■ CHALLENGE 1: Locate every line in the rows below that contains the word "white", and copy each of those lines.

■ SOURCE EXCERPT:
◇ ◇ ◇ ◇ ◇ ◇ ◇
And yet, to let me slam into a door frame, my brain must get distracted with a thought other than don’t run into that. This is strange. My brain’s primary purpose is making sure I don’t hurt or kill myself. It tells me not to eat at McDonald’s, for example. The coffee’s good, though.
Why then, does the brain wander? Daydream. Imagine. There must be an evolutionary benefit, or we wouldn’t do it. What’s that benefit? How does it work?
We have something in our brains called a default network. It stimulates thought unrelated to what’s going on around us. That’s the how of daydreaming in a nutshell. What about the why?
Daydreaming gives us a sense of fulfillment, according to studies. But there’s a catch. You’ll feel worse if you daydream about drastic changes you’d like to see.
You can’t get from here to there in one giant leap. You know those lottery commercials where someone is doing their happy dance? Stop watching those. They aren’t helping. Have your aspirations but step them out.
◇ ◇ ◇ ◇ ◇ ◇ ◇
■ DATA EXTRACT:

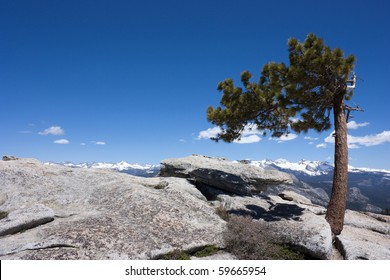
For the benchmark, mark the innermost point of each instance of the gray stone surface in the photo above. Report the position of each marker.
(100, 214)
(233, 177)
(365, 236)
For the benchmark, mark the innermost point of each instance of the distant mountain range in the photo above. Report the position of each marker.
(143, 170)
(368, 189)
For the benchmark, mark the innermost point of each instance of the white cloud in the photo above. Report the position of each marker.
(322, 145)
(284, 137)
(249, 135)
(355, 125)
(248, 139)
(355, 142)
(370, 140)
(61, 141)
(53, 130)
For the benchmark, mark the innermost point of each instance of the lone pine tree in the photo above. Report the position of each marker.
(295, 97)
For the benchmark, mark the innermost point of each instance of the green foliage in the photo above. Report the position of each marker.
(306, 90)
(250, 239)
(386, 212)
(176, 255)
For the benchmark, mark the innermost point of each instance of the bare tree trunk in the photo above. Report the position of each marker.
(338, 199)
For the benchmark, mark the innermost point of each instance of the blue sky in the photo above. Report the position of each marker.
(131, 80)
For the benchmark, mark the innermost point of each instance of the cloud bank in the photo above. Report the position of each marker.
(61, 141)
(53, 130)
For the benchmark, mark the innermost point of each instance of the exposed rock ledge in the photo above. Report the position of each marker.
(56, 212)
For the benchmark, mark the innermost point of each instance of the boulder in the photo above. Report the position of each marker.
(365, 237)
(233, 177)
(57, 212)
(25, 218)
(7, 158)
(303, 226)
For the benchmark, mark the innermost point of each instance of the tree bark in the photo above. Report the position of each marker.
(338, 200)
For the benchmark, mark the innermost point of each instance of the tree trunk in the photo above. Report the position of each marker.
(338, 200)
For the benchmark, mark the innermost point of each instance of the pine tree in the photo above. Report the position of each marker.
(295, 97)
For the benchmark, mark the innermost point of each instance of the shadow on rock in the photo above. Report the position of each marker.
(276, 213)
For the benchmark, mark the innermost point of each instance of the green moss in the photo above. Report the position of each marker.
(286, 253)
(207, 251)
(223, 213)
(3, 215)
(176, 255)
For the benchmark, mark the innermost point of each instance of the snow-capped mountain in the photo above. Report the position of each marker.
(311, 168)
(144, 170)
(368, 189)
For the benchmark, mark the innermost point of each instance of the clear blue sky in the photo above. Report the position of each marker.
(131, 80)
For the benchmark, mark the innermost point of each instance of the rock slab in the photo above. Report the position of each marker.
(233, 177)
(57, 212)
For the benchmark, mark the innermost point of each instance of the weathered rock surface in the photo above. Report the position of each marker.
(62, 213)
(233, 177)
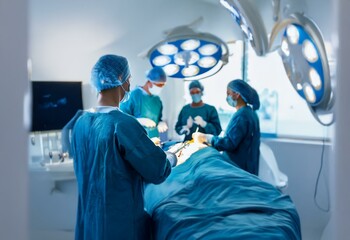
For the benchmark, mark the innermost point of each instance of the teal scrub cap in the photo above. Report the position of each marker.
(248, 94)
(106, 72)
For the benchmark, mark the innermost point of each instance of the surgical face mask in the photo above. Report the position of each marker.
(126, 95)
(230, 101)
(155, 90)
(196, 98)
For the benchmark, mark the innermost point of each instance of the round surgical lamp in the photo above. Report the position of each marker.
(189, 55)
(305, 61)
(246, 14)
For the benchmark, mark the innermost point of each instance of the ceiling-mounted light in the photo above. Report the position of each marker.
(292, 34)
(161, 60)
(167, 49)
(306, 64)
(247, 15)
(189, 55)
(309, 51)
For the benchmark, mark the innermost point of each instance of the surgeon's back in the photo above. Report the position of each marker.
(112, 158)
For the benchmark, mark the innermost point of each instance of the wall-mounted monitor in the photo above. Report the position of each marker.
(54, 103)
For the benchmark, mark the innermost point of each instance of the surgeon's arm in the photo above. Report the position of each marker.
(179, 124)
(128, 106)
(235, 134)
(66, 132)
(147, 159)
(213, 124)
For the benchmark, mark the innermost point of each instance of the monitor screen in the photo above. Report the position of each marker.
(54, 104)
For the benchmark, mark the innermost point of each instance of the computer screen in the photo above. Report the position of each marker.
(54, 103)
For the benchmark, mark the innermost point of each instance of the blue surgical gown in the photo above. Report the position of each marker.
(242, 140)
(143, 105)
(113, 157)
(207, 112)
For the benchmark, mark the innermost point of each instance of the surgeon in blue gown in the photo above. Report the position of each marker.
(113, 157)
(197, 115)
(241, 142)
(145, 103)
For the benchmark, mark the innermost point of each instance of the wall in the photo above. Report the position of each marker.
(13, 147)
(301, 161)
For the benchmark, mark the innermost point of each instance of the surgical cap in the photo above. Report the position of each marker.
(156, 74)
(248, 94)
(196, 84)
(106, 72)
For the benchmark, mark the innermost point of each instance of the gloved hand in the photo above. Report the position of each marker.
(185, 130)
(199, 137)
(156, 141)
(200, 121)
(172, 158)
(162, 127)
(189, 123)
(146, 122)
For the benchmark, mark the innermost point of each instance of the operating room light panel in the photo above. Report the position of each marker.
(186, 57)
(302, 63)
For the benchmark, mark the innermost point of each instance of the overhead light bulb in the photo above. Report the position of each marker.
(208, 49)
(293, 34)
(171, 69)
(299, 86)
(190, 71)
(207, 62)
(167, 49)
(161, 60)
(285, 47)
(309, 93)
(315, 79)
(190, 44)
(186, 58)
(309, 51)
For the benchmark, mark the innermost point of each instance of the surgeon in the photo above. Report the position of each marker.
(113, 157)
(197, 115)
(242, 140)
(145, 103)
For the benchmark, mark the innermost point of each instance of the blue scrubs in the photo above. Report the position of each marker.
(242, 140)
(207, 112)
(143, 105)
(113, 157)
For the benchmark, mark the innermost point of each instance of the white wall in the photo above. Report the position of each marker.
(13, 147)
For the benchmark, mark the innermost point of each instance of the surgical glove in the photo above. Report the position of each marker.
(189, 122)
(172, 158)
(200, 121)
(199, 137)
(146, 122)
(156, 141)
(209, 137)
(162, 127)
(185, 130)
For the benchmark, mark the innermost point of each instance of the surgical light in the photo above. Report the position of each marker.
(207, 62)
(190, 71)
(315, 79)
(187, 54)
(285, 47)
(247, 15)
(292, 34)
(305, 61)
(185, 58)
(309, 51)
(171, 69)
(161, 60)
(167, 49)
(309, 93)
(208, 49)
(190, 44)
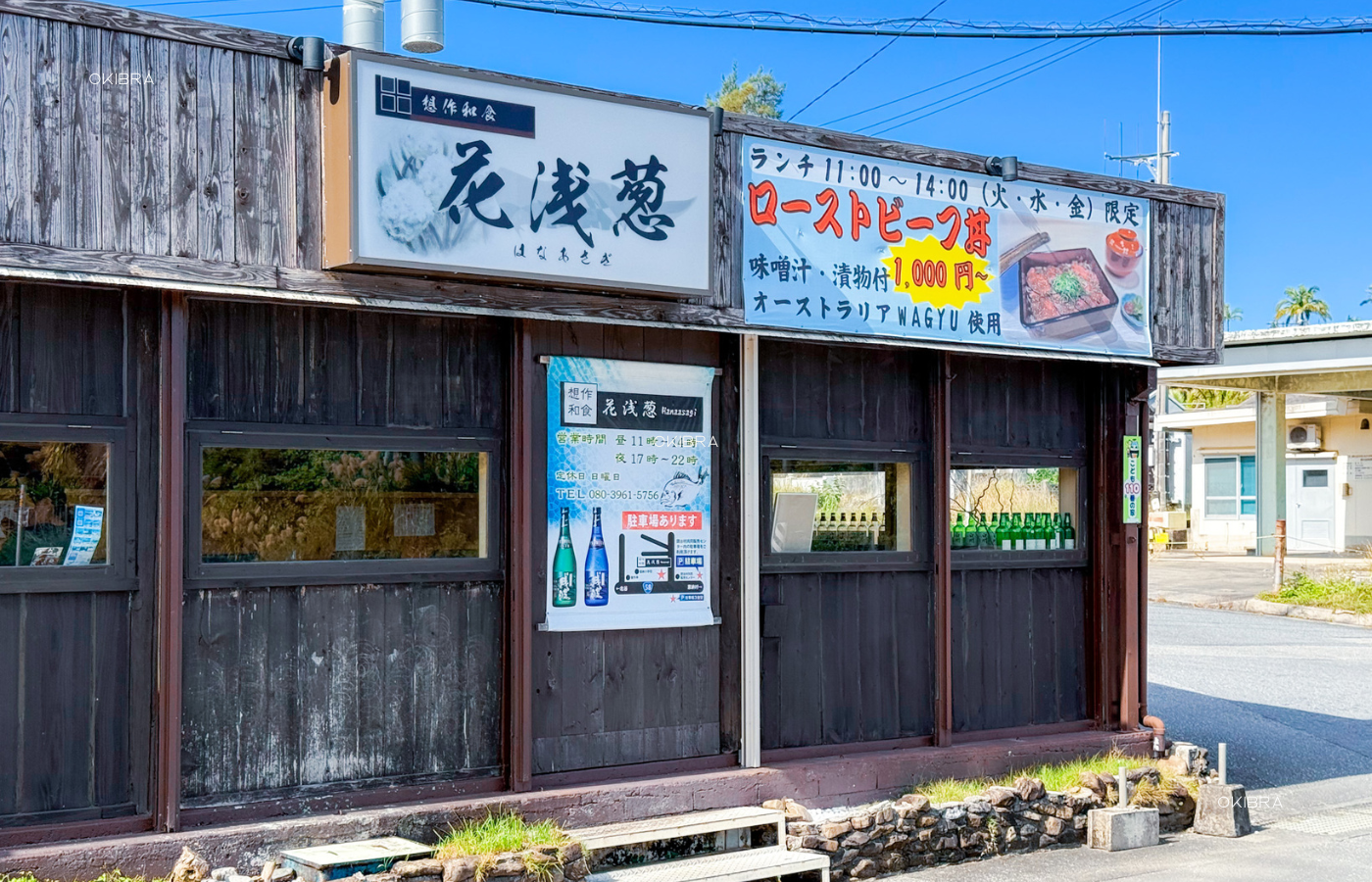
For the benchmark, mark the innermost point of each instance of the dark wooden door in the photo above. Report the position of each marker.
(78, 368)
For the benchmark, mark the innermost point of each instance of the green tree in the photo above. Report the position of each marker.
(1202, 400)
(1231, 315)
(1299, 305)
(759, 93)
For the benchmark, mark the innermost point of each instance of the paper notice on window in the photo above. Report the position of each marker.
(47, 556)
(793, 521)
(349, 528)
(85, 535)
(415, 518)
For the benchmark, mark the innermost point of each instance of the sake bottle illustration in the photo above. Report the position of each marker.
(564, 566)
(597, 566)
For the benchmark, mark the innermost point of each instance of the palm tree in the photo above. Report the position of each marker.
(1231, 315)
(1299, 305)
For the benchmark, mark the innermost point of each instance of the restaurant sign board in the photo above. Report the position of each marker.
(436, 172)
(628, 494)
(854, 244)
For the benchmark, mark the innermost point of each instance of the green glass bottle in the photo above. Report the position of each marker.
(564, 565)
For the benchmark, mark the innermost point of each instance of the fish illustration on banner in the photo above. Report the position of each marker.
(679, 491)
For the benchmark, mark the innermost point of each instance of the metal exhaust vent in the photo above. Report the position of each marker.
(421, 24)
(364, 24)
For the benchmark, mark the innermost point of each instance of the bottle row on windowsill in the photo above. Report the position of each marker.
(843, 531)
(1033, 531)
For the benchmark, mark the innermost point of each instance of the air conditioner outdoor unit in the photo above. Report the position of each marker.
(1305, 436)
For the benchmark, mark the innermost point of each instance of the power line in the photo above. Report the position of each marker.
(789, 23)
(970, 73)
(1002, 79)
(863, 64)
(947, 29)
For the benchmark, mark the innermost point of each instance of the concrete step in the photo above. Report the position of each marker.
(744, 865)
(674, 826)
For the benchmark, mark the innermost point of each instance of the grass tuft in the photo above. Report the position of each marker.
◇ ◇ ◇ ◇ ◇ ◇ ◇
■ CHALLENGE 2: Return the part of the daydreaming passage between "And yet, to" and "does it work?", inclusive, copied word for word.

■ FULL SOLUTION 1:
For the benchmark, mark the innermost point of each instance of the white cloud in the photo above. Report the position of each marker.
For the benchmark, mark the innermost point of each instance of the white wall in the photo above. Report the position of each marker.

■ FULL SOLUTION 2:
And yet, to let me slam into a door frame, my brain must get distracted with a thought other than don’t run into that. This is strange. My brain’s primary purpose is making sure I don’t hurt or kill myself. It tells me not to eat at McDonald’s, for example. The coffee’s good, though.
Why then, does the brain wander? Daydream. Imagine. There must be an evolutionary benefit, or we wouldn’t do it. What’s that benefit? How does it work?